===== Extrait à lire =====

Les Histoires d'eaux



Les bondes


La dernière division des eaux de Seine est représentée par des ruisselets, des prises d’eau, communément nommés bondes. Une des industries les plus anciennes de Troyes, est le blanchiment des toiles. Un manuscrit du début du XVI° siècle prouve qu’à cette époque le blanchiment des toiles est en pleine prospérité à Troyes, puisque des toiles de Lorraine et d’Allemagne y arrivent pour être soumises à cette opération délicate.

=====

= Activité =
Réécrivez le passage de l'extrait sur les bondes de Troyes compris entre « La dernière division » et « cette opération délicate. » inclus, en changeant « toiles » en « étoffes ».

===== Matériel fourni =====

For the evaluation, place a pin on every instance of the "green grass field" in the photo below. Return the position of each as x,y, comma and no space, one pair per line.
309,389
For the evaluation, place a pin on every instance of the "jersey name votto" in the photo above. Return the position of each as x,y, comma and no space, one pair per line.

=====

= Solution rédigée =
La dernière division des eaux de Seine est représentée par des ruisselets, des prises d’eau, communément nommés bondes. Une des industries les plus anciennes de Troyes, est le blanchiment des étoffes. Un manuscrit du début du XVI° siècle prouve qu’à cette époque le blanchiment des étoffes est en pleine prospérité à Troyes, puisque des étoffes de Lorraine et d’Allemagne y arrivent pour être soumises à cette opération délicate.